### [Exercise text]
The OFs are not much on resolutions — never kept any anyway

Another Old Men of the Mountain breakfast and again, the scribe was unable to attend. The first problem involved a painful shoulder, but a shot took care of this pain almost immediately. The second non-attended breakfast involved a bout with COVID (again).

The first time with the disease left this scribe battling blood clots on the lungs. Still trying to get rid of these clots and along comes another stretch with this disease.

This scribe is currently typing this while just finishing the 10-day quarantine and, except for feeling weak, feels pretty good, although tires easily. This scribe is fully boosted, and wears a mask almost religiously. Hmmm! Can one be almost religious?

The Old Men of the Mountain meet whether this OF is there or not; this time it was at the Middleburgh Diner in Middleburgh, on Tuesday, Dec. 27, and thank goodness there are OFs who take attendance and supply a few notes.

### [Data excerpts]
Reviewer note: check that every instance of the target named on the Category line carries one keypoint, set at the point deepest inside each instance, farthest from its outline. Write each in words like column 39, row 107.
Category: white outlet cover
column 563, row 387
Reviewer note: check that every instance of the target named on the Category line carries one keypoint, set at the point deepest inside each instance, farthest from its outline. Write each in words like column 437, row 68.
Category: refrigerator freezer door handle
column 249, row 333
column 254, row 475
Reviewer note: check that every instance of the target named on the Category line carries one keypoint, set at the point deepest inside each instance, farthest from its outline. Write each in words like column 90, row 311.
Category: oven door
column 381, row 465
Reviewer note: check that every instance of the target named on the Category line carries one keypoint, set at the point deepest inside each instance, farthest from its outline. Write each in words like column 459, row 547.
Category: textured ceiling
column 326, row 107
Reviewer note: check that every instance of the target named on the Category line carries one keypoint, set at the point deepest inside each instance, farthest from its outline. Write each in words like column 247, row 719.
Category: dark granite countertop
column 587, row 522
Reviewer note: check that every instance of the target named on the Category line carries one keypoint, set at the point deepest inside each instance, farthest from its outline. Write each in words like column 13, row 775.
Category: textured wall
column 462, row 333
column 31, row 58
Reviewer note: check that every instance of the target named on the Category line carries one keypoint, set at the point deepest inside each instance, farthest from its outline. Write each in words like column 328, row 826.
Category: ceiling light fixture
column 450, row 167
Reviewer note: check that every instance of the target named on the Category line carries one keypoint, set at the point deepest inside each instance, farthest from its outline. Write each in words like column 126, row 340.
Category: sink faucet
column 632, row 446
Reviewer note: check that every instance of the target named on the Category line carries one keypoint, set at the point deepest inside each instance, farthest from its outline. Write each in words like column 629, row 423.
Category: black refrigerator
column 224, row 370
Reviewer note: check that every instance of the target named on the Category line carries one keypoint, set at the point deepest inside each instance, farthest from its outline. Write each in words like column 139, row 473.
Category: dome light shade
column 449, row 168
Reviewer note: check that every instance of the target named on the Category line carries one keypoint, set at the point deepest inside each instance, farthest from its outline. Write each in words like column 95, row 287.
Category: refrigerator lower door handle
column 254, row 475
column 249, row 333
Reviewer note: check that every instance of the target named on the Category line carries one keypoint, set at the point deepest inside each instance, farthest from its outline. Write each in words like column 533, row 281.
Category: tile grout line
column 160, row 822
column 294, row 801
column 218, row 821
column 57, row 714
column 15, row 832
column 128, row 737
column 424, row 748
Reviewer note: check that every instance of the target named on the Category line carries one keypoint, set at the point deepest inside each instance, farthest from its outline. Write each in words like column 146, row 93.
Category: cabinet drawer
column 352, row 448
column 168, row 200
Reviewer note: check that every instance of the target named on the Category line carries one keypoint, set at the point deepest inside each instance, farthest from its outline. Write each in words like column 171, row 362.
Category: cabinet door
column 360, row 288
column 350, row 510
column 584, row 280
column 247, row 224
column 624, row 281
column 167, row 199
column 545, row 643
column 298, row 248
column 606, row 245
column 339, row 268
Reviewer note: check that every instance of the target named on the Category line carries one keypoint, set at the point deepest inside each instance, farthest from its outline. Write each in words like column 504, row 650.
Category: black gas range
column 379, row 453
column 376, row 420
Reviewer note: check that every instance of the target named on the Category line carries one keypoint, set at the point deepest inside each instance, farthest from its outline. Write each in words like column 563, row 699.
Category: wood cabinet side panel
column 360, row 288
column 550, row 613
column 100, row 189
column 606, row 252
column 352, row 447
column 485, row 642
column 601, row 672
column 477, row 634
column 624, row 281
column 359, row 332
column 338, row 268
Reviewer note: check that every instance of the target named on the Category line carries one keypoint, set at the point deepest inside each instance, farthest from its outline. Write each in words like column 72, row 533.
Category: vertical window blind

--

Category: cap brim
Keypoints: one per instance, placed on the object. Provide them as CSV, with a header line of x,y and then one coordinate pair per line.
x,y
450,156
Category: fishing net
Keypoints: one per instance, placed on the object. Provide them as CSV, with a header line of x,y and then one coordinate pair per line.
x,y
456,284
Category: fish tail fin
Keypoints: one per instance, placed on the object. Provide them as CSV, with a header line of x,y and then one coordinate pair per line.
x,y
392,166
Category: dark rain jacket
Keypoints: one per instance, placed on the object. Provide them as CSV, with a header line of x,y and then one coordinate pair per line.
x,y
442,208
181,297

### [Activity list]
(1) Answer these questions from the text about the Old Men of the Mountain breakfast.
(a) What took care of the scribe's shoulder pain?
(b) How many days did the quarantine last?
(c) At which restaurant did the group meet this time, and on what date?
(2) From the text about the Old Men of the Mountain breakfast, extract the passage that opens with the words "This scribe is currently" and closes with "be almost religious?". Copy it word for word.

### [Responses to the tasks]
(1)
(a) A shot.
(b) 10 days.
(c) The Middleburgh Diner in Middleburgh, on Tuesday, Dec. 27.

(2)
This scribe is currently typing this while just finishing the 10-day quarantine and, except for feeling weak, feels pretty good, although tires easily. This scribe is fully boosted, and wears a mask almost religiously. Hmmm! Can one be almost religious?